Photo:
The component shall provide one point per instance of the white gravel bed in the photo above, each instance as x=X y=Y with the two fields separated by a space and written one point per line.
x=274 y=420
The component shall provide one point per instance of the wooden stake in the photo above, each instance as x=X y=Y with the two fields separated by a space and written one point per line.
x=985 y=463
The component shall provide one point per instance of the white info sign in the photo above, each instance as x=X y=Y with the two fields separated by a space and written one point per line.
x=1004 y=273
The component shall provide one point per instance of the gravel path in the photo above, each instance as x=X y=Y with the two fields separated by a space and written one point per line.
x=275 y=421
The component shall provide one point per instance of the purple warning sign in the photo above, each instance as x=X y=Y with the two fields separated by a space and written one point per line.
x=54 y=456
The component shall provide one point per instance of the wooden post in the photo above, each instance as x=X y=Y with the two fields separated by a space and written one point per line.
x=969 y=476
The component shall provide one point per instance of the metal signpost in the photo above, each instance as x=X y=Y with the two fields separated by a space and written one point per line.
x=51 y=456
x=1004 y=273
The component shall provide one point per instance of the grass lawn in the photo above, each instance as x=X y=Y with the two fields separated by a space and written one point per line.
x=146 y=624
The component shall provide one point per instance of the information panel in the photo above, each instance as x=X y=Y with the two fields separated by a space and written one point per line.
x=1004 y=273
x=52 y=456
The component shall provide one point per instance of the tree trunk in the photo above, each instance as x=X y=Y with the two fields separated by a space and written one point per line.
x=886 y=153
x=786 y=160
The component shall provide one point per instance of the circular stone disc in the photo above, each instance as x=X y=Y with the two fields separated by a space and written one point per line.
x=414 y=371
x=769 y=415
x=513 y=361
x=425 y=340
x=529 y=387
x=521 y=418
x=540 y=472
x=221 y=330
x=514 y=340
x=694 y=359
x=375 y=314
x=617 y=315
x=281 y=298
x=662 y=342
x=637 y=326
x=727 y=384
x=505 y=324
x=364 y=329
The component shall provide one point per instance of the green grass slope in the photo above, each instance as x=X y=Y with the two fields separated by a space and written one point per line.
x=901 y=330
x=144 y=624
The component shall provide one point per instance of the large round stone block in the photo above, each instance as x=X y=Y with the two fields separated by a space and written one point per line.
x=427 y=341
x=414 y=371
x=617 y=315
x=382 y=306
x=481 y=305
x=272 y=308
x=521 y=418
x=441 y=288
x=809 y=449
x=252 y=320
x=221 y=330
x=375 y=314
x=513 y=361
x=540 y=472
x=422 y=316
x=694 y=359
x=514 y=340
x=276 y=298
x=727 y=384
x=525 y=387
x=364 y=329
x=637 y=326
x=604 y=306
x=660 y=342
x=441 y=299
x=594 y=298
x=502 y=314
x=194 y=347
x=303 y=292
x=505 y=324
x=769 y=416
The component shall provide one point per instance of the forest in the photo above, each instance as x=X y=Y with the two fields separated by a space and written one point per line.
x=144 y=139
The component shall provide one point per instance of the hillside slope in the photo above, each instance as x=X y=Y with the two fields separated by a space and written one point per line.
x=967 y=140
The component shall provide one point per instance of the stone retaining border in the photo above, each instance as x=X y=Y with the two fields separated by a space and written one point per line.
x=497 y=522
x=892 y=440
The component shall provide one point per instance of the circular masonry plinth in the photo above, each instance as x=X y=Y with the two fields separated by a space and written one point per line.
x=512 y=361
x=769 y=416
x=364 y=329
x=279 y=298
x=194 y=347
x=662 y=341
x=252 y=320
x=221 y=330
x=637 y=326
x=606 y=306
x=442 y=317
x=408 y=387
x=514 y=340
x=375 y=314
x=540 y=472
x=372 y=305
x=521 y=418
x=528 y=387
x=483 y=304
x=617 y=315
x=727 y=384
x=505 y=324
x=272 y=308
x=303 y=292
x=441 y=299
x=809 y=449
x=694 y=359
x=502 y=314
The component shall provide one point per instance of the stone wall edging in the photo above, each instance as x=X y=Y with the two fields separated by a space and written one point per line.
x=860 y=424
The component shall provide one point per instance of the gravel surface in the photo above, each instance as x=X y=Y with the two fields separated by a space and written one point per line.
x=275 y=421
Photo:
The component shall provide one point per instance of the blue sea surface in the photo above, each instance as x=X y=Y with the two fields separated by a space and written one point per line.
■ ■ ■
**WHAT IS BEING ASKED:**
Output all of the data again, exactly.

**RESULT BELOW:**
Photo:
The component shall provide one point per instance of the white gravel bed in the photo above, each instance as x=X y=Y with the two fields separated by a space and written one point per line.
x=274 y=420
The component shall provide one point per instance of the wooden stake in the photo above, each instance as x=X y=Y with the two fields separated by a space and written one point per line.
x=985 y=463
The component shall provide one point per instance of the white info sign in the photo above, each instance as x=X y=Y with the two fields separated by a space and written one point per line.
x=1004 y=273
The component shall provide one point per instance of the gravel path in the photo above, each instance as x=X y=Y with the two fields separated by a space and written one point per line.
x=275 y=421
The component shall provide one point per instance of the purple warning sign in the photo above, each instance as x=X y=Y with the two fields separated by a space and written one point per line.
x=54 y=456
The component shall provide one point per instance of the wooden post in the photo above, each instance as x=X y=Y with the two fields separated by a space and written one point per line.
x=969 y=476
The component shall provide one point per instance of the metal signpost in the photo above, each instance as x=X y=Y with the two fields separated by a space and written one point per line.
x=51 y=456
x=1004 y=273
The component shall provide one point per instance of the grass lawn in the photo above, each instance as x=X y=Y with the two fields separated by a space and written one point per line.
x=146 y=624
The component shall provide one point per instance of the information panel in the photo above, each instance as x=X y=Y with the two fields separated by a space and written one point per line.
x=1004 y=273
x=52 y=456
The component shall provide one point per instance of the tree trunk in the photo above, each instance as x=X y=Y with the two fields separated by a space and written one point per line.
x=886 y=153
x=786 y=160
The component shall provide one point per instance of the circular stone disc in the photo above, each instance as x=X y=Y with the two fields separated by a space and written one point per line.
x=414 y=371
x=769 y=415
x=513 y=361
x=425 y=340
x=529 y=387
x=521 y=418
x=540 y=472
x=221 y=330
x=514 y=340
x=694 y=359
x=375 y=314
x=617 y=315
x=281 y=298
x=662 y=342
x=637 y=326
x=727 y=384
x=505 y=324
x=364 y=329
The component shall provide one point per instance of the green grass slope in the photo above, each instance as x=X y=Y with the two fields separated by a space and written one point per line.
x=901 y=330
x=144 y=624
The component shall provide one point per instance of the large round stone block in the photo above, each instance as x=X y=Y with the two fields separated by a space and written one point per line.
x=427 y=341
x=414 y=371
x=617 y=315
x=382 y=306
x=481 y=305
x=272 y=308
x=521 y=418
x=441 y=288
x=809 y=449
x=252 y=320
x=221 y=330
x=375 y=314
x=513 y=361
x=540 y=472
x=422 y=316
x=694 y=359
x=514 y=340
x=276 y=298
x=727 y=384
x=525 y=387
x=364 y=329
x=637 y=326
x=604 y=306
x=660 y=342
x=441 y=299
x=594 y=298
x=502 y=314
x=194 y=347
x=303 y=292
x=505 y=324
x=769 y=416
The component shall provide one point per instance of the forest in the photo above, each instance as x=X y=Y with the two fields separated by a space and written one point per line.
x=144 y=139
The component shall provide one point per instance of the hillside slope in the photo above, each instance as x=X y=Y with the two fields separated by a space and written one point per line.
x=967 y=140
The component shall provide one point per instance of the stone retaining border in the photo above, each instance as x=X y=Y with the two fields separated by a space and written one point per line.
x=497 y=522
x=892 y=440
The component shall provide one point per instance of the circular masonry plinth in the photo above, each instance as x=X y=Y with the two fields separated by a space and written one point per line.
x=512 y=361
x=769 y=416
x=364 y=329
x=279 y=298
x=194 y=347
x=662 y=341
x=252 y=320
x=221 y=330
x=637 y=326
x=606 y=306
x=442 y=317
x=408 y=387
x=514 y=340
x=375 y=314
x=540 y=472
x=372 y=305
x=521 y=418
x=528 y=387
x=483 y=304
x=617 y=315
x=727 y=384
x=505 y=324
x=272 y=308
x=303 y=292
x=441 y=299
x=809 y=449
x=694 y=359
x=502 y=314
The component shall provide one point per instance of the stone wall edging in the photo above, each instance as x=X y=Y with the two fields separated by a space and written one point per line.
x=860 y=424
The component shall provide one point per instance of the gravel surface in the photo above, each instance as x=X y=Y with the two fields separated by a space and written one point per line.
x=275 y=421
Photo:
The component shall provide one point per instance of the blue sea surface in the photo above, each instance as x=X y=Y with the two fields separated by a space and written one point per line.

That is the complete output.